(INSTRUCTIONS FOR THE TASK)
State how many lines in the records contain the string "trace". Give only the number.
___ EXTRACTED DATA
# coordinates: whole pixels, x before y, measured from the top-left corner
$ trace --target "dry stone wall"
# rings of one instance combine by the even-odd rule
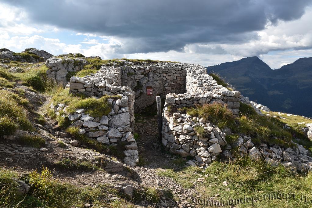
[[[48,69],[46,74],[48,77],[65,85],[68,81],[66,77],[69,72],[80,70],[87,64],[88,61],[81,58],[51,58],[46,62],[46,65]]]
[[[211,123],[203,119],[179,112],[176,109],[217,102],[226,104],[234,115],[238,113],[240,92],[229,90],[218,85],[206,70],[199,65],[185,64],[186,71],[186,92],[169,93],[166,96],[163,115],[163,144],[173,153],[183,157],[195,157],[197,165],[207,166],[222,152],[221,148],[227,144],[226,133]],[[205,136],[197,132],[197,128],[205,132]]]

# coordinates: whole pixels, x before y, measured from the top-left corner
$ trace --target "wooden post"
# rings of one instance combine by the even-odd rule
[[[162,128],[163,127],[163,121],[161,112],[161,104],[160,102],[160,96],[156,97],[156,103],[157,105],[157,115],[158,120],[158,139],[161,143],[162,136],[161,134]]]

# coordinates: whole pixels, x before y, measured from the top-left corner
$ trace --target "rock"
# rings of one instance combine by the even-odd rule
[[[217,153],[222,152],[222,151],[221,150],[221,148],[220,147],[220,145],[217,143],[212,144],[208,148],[208,151],[212,153]]]
[[[90,121],[89,120],[85,121],[83,122],[83,126],[87,128],[94,128],[100,126],[101,124],[96,122]]]
[[[71,89],[84,89],[83,85],[81,83],[77,82],[71,83],[69,84],[69,88]]]
[[[124,126],[130,124],[130,115],[128,113],[123,113],[115,116],[109,122],[110,126],[114,128]]]
[[[108,130],[107,137],[108,138],[121,138],[122,134],[115,128],[110,128]]]
[[[250,158],[254,160],[259,160],[261,158],[261,153],[255,147],[249,150],[249,154]]]
[[[169,104],[174,104],[175,103],[174,99],[172,98],[167,98],[166,99],[165,101],[167,103]]]
[[[133,191],[135,189],[134,186],[130,185],[123,186],[122,188],[123,192],[126,195],[126,197],[128,199],[132,199],[133,196]]]
[[[81,114],[76,113],[70,114],[68,115],[68,119],[71,121],[74,122],[79,120],[81,118],[82,115]]]
[[[71,142],[69,143],[71,144],[71,145],[74,147],[78,146],[78,141],[74,140]]]
[[[108,138],[105,136],[103,136],[101,137],[99,137],[96,138],[96,140],[99,142],[104,143],[107,145],[110,144],[110,140]]]
[[[16,190],[22,194],[25,195],[27,193],[30,189],[30,186],[23,181],[20,180],[16,180],[18,184],[18,186],[16,187]]]
[[[264,162],[266,164],[273,167],[277,167],[279,165],[278,162],[268,157],[266,158],[264,160]]]
[[[251,140],[250,139],[245,143],[244,144],[244,146],[247,149],[250,149],[253,147],[254,144],[251,142]]]
[[[101,118],[101,120],[100,121],[100,123],[101,124],[105,126],[108,125],[108,118],[107,116],[104,115]]]
[[[188,124],[186,124],[183,125],[183,133],[186,133],[193,131],[193,127]]]

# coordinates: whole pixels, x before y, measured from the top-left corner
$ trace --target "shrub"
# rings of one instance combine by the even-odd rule
[[[15,132],[18,125],[7,116],[0,117],[0,135],[11,135]]]
[[[57,146],[59,147],[64,148],[66,146],[66,145],[65,144],[63,141],[59,140],[57,141]]]
[[[233,89],[229,87],[229,85],[227,83],[226,83],[223,80],[221,79],[219,75],[213,73],[210,73],[209,75],[212,77],[213,79],[217,81],[217,83],[218,85],[221,85],[222,87],[226,87],[230,90],[232,90]]]
[[[192,116],[197,116],[210,121],[222,128],[232,125],[234,119],[232,112],[227,108],[216,102],[212,104],[205,104],[202,106],[197,105],[195,108],[189,109],[188,113]]]
[[[39,135],[23,135],[20,137],[19,140],[22,144],[36,148],[41,148],[46,143],[44,139]]]

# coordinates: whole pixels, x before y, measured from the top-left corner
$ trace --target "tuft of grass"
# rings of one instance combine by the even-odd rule
[[[82,108],[86,110],[85,113],[89,114],[93,117],[101,117],[104,115],[107,115],[110,112],[111,107],[107,101],[107,99],[120,96],[104,96],[100,98],[90,98],[81,99],[77,102],[71,102],[69,105],[68,111],[73,113],[77,109]]]
[[[19,103],[21,103],[19,101],[23,101],[18,99],[17,101],[15,99],[16,97],[8,98],[4,96],[0,98],[0,117],[11,119],[23,130],[32,129],[32,126],[29,120],[28,112],[25,107],[19,104]]]
[[[7,70],[0,67],[0,77],[9,81],[14,81],[16,77]]]
[[[5,116],[0,117],[0,134],[11,135],[18,128],[18,125],[11,118]]]
[[[46,141],[39,135],[25,134],[21,136],[19,141],[22,144],[36,148],[40,148],[44,146]]]
[[[206,122],[211,122],[222,128],[231,125],[234,120],[232,112],[221,103],[215,102],[212,104],[197,105],[189,109],[187,113],[192,116],[204,119]]]
[[[66,145],[63,141],[59,140],[57,141],[57,146],[59,147],[64,148],[66,146]]]
[[[69,158],[64,158],[57,161],[56,164],[63,168],[72,170],[90,171],[100,170],[100,168],[87,161],[78,160],[73,161]]]
[[[133,195],[133,201],[135,202],[146,200],[150,203],[157,202],[163,196],[160,190],[151,187],[137,189]]]
[[[210,136],[210,133],[205,129],[203,127],[201,126],[197,126],[194,128],[194,130],[196,134],[200,138],[207,138]]]
[[[13,56],[19,56],[22,58],[25,59],[27,62],[31,62],[32,61],[32,58],[36,60],[38,62],[43,61],[43,58],[38,56],[32,53],[31,52],[27,51],[22,53],[12,53]],[[18,60],[20,61],[21,60]]]
[[[217,81],[218,85],[221,85],[222,87],[226,87],[228,89],[231,90],[233,90],[232,88],[230,86],[230,85],[226,83],[224,80],[222,79],[219,75],[213,73],[210,73],[209,75],[212,77],[213,79]]]
[[[0,77],[0,87],[13,88],[14,87],[14,82],[10,82],[4,78]]]
[[[46,73],[47,70],[46,66],[43,65],[39,68],[31,69],[25,73],[21,73],[18,76],[25,85],[32,87],[39,92],[51,91],[57,87],[58,85],[55,81],[48,77]]]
______
(ANSWER BELOW)
5